(Supplied information)

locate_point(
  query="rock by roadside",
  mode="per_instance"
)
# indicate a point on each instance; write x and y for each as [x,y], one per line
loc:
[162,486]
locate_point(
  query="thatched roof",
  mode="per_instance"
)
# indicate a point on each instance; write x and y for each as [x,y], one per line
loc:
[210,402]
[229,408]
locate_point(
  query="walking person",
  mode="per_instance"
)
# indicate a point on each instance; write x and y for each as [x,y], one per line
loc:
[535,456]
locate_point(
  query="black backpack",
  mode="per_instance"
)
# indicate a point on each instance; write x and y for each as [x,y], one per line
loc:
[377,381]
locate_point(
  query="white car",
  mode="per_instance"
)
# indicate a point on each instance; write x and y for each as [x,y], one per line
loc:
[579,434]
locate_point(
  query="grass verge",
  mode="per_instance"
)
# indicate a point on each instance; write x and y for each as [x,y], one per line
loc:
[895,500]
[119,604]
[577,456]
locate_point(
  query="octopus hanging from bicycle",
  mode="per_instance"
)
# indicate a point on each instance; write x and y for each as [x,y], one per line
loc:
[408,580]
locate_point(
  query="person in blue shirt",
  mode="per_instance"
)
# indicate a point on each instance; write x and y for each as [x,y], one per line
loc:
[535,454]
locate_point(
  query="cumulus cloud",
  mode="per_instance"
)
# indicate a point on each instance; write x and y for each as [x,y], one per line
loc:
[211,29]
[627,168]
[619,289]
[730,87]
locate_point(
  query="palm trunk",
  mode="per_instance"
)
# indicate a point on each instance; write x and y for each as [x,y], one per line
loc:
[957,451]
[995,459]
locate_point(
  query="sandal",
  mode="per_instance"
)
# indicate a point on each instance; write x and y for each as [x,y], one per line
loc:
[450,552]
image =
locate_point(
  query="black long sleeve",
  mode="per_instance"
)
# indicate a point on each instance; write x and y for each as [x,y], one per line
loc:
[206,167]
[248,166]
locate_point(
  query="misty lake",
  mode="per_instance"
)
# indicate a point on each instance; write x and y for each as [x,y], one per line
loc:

(End Supplied information)

#### [Your task]
Line by line, set the records above down again exactly.

#### [Solution to this exercise]
locate_point(
  query="rock by roadside",
  mode="per_instance"
)
# indicate a point on each instance; write x and y for each as [x,y], one per line
loc:
[162,486]
locate_point(
  query="thatched roof",
  mode="per_instance"
)
# indicate a point on each instance; write x and y for each as [x,y], one per line
loc:
[210,402]
[229,408]
locate_point(
  query="walking person",
  mode="per_instance"
)
# indicate a point on each instance; write x and y for each as [x,y], one per line
loc:
[535,456]
locate_point(
  query="black backpack",
  mode="per_instance"
)
# indicate a point on each instance; write x and y for each as [x,y], one per line
loc:
[377,381]
locate_point(
  query="white car",
  mode="per_instance"
)
# indicate a point on each instance; write x and y for each as [x,y], one per line
loc:
[579,434]
locate_point(
  query="grass verge",
  mode="per_instance"
)
# indicate a point on each instance; write x and y for each as [x,y], one per line
loc:
[895,500]
[119,604]
[577,456]
locate_point(
  query="octopus hanging from bicycle",
  mode="per_instance"
)
# indicate a point on each instance; write x and y for each as [x,y], one per line
loc:
[408,580]
locate_point(
  query="person in blue shirt",
  mode="per_instance"
)
# indicate a point on each instance; write x and y for each as [x,y], one per line
loc:
[535,454]
locate_point(
  query="cumulus cloud",
  mode="per_instance"
)
# indicate a point on each instance; write x and y for each as [x,y], one per line
loc:
[211,29]
[627,168]
[619,289]
[730,87]
locate_point(
  query="palm trunk",
  mode="per_instance"
)
# indicate a point on each instance; write x and y for each as [x,y], one per line
loc:
[957,451]
[995,459]
locate_point(
  query="sandal",
  mode="per_instance"
)
# indicate a point on each instance; write x and y for each as [x,y], one per line
loc:
[450,552]
image =
locate_point(
  query="black long sleeve",
  mode="per_instance"
)
# indicate a point on each instance; write x and y for each as [x,y], one per line
loc:
[206,167]
[248,166]
locate_point(
  query="misty lake",
  mode="per_instance"
)
# indicate a point on each instance; write x and y for each as [x,y], one per line
loc:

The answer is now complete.